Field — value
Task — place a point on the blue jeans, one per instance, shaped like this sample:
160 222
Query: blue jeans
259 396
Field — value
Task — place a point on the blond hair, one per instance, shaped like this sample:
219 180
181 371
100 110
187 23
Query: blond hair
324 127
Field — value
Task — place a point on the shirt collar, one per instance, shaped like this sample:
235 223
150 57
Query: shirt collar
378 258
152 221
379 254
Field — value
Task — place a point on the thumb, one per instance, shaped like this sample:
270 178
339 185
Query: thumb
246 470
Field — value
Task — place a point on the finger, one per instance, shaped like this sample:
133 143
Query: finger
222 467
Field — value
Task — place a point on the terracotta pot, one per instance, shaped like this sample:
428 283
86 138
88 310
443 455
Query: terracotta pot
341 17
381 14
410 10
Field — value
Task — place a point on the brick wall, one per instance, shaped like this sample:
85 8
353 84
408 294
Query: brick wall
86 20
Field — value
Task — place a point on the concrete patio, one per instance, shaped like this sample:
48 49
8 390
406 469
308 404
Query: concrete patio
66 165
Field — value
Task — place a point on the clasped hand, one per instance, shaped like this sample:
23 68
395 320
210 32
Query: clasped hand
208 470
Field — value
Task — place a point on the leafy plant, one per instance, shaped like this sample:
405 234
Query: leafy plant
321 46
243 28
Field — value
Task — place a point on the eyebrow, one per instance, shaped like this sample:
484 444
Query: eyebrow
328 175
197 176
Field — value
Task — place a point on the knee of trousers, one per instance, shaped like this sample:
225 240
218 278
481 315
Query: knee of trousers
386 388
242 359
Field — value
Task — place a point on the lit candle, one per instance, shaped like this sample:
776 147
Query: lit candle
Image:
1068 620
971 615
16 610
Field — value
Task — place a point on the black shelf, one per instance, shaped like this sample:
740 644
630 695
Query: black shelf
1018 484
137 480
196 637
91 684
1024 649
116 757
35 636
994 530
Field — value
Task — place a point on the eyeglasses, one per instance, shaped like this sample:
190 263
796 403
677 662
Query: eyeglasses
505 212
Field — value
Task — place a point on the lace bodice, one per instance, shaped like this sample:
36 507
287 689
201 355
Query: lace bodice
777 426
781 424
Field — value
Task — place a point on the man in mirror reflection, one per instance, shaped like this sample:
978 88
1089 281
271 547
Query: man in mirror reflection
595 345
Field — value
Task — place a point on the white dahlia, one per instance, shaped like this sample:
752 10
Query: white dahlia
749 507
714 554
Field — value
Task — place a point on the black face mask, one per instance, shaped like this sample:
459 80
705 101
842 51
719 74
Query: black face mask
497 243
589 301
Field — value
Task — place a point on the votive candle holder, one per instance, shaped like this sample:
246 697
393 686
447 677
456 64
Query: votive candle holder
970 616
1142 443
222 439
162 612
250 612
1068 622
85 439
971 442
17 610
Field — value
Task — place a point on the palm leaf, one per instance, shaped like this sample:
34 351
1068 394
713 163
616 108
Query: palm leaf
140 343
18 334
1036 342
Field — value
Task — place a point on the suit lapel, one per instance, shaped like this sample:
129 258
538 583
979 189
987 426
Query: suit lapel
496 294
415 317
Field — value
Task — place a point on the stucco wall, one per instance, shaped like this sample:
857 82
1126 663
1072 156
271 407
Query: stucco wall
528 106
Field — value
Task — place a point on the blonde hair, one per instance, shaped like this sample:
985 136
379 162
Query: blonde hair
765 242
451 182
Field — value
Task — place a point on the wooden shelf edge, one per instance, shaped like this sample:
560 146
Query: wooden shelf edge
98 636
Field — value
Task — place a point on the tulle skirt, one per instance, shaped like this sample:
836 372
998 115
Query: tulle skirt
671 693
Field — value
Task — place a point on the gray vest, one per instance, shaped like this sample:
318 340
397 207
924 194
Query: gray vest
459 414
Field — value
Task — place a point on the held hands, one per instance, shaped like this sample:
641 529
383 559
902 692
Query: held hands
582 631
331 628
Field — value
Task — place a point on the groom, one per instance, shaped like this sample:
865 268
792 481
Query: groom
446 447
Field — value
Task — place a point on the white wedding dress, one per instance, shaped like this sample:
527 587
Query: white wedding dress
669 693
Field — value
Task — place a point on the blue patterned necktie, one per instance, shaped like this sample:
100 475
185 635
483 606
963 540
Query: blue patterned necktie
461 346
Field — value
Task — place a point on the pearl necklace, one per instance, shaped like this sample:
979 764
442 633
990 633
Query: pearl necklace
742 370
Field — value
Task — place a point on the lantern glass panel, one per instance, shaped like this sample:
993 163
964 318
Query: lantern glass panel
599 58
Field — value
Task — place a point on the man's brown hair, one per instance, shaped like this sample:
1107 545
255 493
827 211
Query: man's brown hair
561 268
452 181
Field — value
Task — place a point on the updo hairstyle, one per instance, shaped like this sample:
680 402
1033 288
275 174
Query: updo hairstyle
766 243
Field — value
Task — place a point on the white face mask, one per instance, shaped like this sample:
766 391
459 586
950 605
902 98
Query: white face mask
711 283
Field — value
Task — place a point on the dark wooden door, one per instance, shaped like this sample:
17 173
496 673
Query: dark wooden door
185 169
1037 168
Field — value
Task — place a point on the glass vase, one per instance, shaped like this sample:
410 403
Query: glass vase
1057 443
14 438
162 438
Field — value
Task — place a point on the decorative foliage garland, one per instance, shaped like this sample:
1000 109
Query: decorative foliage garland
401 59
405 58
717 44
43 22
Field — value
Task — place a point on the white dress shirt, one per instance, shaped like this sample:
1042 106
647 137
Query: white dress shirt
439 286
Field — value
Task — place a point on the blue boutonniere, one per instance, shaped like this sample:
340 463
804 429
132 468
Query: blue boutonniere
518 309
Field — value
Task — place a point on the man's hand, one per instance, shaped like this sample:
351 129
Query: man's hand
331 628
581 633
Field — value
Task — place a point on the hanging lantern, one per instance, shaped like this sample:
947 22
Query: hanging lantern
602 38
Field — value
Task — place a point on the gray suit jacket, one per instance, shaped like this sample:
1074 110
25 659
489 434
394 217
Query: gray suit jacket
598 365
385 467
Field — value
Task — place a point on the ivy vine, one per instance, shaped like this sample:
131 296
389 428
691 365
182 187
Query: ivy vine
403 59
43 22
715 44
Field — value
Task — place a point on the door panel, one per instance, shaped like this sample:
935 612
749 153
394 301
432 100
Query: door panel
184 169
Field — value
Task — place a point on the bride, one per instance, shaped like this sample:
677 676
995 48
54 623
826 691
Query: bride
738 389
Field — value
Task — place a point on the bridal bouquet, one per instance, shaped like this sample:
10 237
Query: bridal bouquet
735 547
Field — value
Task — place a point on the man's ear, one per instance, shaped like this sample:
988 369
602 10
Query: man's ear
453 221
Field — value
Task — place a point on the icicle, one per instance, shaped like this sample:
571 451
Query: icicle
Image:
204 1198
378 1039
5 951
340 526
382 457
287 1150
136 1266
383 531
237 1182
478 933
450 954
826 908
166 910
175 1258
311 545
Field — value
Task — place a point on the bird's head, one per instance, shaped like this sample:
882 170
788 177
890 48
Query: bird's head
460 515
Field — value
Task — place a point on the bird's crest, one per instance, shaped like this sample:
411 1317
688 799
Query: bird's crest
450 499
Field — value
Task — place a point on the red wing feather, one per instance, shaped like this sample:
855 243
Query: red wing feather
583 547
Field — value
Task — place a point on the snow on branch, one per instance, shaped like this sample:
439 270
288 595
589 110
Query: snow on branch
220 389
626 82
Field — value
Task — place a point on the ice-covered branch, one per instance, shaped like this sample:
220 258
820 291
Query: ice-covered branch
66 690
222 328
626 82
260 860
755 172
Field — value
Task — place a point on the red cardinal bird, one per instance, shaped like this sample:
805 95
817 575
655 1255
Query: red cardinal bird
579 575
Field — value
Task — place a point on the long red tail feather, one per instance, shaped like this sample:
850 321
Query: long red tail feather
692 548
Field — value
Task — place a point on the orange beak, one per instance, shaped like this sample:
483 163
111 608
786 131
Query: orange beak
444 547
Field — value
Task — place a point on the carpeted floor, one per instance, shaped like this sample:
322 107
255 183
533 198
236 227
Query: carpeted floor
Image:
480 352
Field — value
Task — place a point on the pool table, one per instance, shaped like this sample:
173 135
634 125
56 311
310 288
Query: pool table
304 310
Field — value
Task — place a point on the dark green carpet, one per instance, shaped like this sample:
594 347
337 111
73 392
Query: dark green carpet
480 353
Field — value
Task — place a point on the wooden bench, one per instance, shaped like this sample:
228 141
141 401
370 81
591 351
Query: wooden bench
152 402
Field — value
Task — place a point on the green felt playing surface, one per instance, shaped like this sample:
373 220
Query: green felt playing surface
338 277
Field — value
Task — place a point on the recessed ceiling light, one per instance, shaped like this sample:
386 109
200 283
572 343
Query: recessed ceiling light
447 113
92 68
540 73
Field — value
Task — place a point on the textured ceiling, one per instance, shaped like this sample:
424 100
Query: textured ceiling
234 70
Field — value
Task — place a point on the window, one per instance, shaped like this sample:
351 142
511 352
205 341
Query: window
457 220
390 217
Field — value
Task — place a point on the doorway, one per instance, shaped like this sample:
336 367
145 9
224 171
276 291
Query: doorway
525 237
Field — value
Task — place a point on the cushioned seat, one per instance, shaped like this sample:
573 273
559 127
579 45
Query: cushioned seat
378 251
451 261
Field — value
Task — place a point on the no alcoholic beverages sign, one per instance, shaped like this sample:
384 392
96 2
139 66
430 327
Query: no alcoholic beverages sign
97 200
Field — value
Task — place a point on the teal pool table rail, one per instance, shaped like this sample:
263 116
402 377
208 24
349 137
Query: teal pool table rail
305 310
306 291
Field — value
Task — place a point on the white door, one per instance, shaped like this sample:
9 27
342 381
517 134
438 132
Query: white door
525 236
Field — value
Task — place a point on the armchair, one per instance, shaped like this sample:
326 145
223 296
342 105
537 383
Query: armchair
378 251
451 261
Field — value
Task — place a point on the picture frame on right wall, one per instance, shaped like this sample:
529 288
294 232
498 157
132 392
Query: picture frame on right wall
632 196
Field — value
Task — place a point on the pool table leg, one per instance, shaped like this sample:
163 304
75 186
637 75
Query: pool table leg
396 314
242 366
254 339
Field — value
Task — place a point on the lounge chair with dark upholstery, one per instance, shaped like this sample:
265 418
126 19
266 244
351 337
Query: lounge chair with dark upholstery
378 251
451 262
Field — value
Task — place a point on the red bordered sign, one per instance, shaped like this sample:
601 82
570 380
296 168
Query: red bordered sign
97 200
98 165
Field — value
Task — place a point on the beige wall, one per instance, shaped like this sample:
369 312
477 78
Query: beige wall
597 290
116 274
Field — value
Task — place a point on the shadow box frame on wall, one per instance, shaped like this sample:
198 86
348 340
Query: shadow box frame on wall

◇ ◇ ◇

Exercise instructions => Pick out each line of the listing above that contains the string "dahlia" and copy those lines. Letter case must match.

Written response =>
Task — place a point on the white dahlia, one per instance, shaped like this sample:
Query: white dahlia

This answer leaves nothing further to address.